TASK 1: Write out the portion of the progeria passage starting at "That’s great for" and ending at "prevent normal aging?".
TASK 2:
Answer these questions using the progeria passage:
(a) Which form of progeria does the passage say has been the subject of a lot of research?
(b) What percentage of the children taking the drug died during the two-year study?
(c) About how many children worldwide have Hutchinson-Gilford progeria?
TASK 3: List every percentage figure given in the progeria passage.

EXERCISE PASSAGE:
○ ○ ○

Progeria is a rare disease that makes people age unnaturally quickly. Babies born with progeria can lose their hair in toddlerhood, get wrinkles by grade school age, and die - apparently of old age - in their early teens. You can see a picture of a progeroid child here, though I don’t recommend it.

There’s been a lot of research on one important form - Hutchinson-Gilford Syndrome - and just last year, the FDA approved the first treatment, a drug called lornafarnib. In the study, a few hundred children averaging around 7 years old took the drug for two years; 3% died during that time. In an ad hoc group of untreated comparison children, about 30% died during the same period. I’m a little confused by the methodology - it seems like the “comparison children” were chosen partly because they died too early to get into the trial, which sounds like a pretty major confounder - but everyone seems to treat this as reasonable so I will assume they adjusted for this in some way. If that’s true, then lornafarnib cuts mortality by 90%.

That’s great for the 300 or so children worldwide with Hutchinson-Gilford progeria (it’s a really rare disease). But none of the discussion about this answered the question I wanted to know: can lornafarnib also prevent normal aging?

○ ○ ○

DATA LISTING:

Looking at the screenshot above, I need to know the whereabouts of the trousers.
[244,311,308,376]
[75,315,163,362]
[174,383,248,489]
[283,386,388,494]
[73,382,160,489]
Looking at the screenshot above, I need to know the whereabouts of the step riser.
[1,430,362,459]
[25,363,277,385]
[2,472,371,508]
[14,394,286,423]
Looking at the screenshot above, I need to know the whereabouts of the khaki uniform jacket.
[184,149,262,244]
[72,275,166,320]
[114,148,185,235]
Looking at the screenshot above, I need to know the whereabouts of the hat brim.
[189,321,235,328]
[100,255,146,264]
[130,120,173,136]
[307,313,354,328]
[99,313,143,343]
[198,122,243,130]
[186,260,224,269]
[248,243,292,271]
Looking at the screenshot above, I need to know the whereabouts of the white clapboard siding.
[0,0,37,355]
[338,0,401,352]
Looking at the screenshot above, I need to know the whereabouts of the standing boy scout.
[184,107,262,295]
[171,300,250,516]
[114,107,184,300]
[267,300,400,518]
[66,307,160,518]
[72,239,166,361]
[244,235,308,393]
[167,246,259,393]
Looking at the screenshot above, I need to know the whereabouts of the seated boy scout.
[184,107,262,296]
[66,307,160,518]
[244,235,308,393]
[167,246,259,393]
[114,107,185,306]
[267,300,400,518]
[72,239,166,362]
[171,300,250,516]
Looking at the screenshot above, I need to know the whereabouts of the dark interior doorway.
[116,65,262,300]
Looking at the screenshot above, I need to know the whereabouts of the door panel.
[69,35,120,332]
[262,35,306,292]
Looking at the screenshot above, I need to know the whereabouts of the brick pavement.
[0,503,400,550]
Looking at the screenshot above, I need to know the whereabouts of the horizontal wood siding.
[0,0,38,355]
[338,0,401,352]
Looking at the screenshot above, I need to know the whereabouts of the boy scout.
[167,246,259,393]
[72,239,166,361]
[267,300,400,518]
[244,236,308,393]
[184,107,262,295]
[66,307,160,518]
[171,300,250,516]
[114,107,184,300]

○ ○ ○

PROBLEM SOLUTION 1:
That’s great for the 300 or so children worldwide with Hutchinson-Gilford progeria (it’s a really rare disease). But none of the discussion about this answered the question I wanted to know: can lornafarnib also prevent normal aging?

PROBLEM SOLUTION 2:
(a) Hutchinson-Gilford Syndrome
(b) 3%
(c) 300 or so

PROBLEM SOLUTION 3:
3%
30%
90%